-- Problem requirements --
The records follow. Count the lines holding "below" and give only the number.

═══ Dataset excerpts ═══

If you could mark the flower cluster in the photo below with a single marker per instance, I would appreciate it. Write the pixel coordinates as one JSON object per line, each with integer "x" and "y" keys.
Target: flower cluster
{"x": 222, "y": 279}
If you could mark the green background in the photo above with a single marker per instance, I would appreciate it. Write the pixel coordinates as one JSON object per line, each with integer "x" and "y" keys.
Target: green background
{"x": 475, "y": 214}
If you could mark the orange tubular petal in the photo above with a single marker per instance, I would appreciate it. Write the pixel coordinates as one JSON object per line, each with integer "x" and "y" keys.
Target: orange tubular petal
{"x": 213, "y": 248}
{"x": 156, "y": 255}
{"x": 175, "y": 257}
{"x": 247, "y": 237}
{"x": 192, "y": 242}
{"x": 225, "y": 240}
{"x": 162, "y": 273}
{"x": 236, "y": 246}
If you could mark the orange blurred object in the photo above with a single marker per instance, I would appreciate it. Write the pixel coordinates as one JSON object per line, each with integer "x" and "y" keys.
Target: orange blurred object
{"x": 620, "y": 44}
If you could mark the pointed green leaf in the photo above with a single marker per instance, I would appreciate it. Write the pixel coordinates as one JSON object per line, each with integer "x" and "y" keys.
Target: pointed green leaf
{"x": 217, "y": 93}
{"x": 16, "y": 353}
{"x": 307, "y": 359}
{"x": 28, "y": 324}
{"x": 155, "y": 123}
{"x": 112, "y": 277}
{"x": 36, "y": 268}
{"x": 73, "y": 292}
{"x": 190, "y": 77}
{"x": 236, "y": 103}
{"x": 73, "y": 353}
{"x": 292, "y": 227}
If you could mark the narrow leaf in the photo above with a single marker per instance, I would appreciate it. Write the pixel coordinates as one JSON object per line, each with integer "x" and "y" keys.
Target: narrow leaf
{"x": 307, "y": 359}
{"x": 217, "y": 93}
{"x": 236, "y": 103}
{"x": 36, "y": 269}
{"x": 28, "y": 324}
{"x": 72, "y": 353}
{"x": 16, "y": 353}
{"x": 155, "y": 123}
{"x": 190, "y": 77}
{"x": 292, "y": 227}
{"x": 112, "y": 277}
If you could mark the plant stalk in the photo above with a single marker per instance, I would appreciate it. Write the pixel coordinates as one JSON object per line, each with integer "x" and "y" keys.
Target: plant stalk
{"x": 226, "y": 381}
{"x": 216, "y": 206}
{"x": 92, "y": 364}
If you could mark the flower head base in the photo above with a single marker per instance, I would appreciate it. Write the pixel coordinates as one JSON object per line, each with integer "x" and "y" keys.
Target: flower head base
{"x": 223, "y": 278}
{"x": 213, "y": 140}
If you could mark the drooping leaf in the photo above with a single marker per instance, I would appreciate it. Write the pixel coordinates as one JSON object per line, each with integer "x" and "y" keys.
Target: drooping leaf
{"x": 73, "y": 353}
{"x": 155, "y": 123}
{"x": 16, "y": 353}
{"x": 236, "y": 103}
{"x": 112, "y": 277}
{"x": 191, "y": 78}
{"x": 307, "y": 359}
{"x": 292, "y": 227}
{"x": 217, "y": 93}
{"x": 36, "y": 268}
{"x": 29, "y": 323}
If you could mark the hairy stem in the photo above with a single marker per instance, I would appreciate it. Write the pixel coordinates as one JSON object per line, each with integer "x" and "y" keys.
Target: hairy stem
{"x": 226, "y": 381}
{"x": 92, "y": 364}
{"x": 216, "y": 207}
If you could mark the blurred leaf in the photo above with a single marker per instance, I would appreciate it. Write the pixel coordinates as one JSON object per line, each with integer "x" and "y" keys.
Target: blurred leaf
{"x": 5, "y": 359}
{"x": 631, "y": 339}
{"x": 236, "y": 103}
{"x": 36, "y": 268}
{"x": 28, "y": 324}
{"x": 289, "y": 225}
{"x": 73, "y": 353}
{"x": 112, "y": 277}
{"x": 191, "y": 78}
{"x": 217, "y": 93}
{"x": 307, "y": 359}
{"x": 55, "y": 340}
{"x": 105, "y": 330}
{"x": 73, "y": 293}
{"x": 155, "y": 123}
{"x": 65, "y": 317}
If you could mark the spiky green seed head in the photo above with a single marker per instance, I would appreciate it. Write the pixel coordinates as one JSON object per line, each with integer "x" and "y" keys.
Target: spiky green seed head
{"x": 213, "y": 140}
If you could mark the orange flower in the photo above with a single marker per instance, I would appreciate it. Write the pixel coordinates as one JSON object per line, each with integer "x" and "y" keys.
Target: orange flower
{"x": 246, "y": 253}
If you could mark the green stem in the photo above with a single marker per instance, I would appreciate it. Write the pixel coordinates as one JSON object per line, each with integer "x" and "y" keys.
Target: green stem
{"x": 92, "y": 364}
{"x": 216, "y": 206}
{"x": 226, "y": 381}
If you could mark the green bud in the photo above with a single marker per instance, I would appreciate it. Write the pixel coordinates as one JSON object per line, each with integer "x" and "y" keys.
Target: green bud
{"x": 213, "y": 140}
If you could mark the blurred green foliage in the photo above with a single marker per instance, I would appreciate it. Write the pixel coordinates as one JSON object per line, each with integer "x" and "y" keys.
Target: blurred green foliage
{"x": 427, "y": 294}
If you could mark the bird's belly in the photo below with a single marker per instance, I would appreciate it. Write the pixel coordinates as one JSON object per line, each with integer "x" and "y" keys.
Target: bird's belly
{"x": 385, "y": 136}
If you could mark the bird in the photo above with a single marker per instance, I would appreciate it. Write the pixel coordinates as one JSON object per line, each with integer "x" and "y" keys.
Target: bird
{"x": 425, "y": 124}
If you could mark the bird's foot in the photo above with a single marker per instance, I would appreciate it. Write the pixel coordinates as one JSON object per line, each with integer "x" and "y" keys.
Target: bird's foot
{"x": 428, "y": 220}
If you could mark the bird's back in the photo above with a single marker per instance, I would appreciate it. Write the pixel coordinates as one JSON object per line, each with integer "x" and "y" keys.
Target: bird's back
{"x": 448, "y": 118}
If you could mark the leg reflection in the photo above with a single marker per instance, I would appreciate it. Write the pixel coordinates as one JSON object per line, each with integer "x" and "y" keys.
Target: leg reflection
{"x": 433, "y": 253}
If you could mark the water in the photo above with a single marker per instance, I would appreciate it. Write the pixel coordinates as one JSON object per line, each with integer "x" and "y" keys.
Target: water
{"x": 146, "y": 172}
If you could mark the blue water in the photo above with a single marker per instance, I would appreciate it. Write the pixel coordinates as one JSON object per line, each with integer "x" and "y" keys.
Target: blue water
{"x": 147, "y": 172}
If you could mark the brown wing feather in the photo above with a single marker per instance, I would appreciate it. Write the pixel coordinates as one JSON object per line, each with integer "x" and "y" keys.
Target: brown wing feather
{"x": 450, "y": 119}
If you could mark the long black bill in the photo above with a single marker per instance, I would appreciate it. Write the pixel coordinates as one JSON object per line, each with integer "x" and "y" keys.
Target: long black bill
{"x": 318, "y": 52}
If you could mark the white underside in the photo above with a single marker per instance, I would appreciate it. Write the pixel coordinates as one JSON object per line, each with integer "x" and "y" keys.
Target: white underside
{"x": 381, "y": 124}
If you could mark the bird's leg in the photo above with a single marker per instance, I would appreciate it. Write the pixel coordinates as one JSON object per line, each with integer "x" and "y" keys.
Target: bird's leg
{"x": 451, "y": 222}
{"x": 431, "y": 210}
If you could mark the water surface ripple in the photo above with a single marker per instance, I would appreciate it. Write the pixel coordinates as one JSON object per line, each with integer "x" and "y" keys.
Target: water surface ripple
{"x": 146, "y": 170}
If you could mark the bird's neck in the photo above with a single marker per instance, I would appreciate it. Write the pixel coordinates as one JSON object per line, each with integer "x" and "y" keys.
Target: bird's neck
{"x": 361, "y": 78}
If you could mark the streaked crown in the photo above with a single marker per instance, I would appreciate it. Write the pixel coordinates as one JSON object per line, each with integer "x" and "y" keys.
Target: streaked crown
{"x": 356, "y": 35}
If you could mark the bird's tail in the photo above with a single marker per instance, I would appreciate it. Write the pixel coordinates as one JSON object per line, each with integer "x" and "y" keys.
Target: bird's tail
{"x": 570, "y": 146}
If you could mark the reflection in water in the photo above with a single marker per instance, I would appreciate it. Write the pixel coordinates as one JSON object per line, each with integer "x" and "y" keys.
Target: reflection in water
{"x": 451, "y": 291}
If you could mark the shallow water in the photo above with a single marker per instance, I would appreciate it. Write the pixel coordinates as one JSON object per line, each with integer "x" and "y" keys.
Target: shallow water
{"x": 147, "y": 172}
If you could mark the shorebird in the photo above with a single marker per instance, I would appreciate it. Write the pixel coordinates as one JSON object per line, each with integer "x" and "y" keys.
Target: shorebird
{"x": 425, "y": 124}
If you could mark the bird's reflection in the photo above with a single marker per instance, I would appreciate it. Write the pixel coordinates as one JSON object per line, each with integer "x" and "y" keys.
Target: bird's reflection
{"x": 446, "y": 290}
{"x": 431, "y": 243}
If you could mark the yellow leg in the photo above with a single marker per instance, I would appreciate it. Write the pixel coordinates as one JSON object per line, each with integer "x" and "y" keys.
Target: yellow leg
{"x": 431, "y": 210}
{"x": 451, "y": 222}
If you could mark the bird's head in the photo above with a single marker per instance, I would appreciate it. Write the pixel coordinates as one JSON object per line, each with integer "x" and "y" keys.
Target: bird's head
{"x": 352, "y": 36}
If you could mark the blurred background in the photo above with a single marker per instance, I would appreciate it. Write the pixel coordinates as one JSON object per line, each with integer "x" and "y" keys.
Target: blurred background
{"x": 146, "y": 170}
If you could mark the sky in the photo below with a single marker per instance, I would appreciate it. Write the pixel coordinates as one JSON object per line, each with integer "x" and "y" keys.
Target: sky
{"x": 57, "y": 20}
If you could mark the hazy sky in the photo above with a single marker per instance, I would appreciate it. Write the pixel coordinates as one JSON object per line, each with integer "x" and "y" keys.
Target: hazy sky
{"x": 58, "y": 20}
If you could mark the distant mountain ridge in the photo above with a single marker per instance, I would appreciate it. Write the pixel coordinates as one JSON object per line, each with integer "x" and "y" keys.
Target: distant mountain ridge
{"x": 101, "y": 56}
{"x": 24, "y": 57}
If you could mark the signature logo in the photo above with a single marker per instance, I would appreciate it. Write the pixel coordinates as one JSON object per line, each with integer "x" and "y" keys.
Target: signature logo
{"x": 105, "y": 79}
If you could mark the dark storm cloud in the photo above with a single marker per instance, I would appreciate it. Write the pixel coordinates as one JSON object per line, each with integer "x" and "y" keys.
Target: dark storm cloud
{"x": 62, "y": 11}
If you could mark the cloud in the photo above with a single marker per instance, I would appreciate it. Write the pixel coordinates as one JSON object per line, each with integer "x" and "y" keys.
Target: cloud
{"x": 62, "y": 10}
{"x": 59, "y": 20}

═══

-- Result for this exercise --
3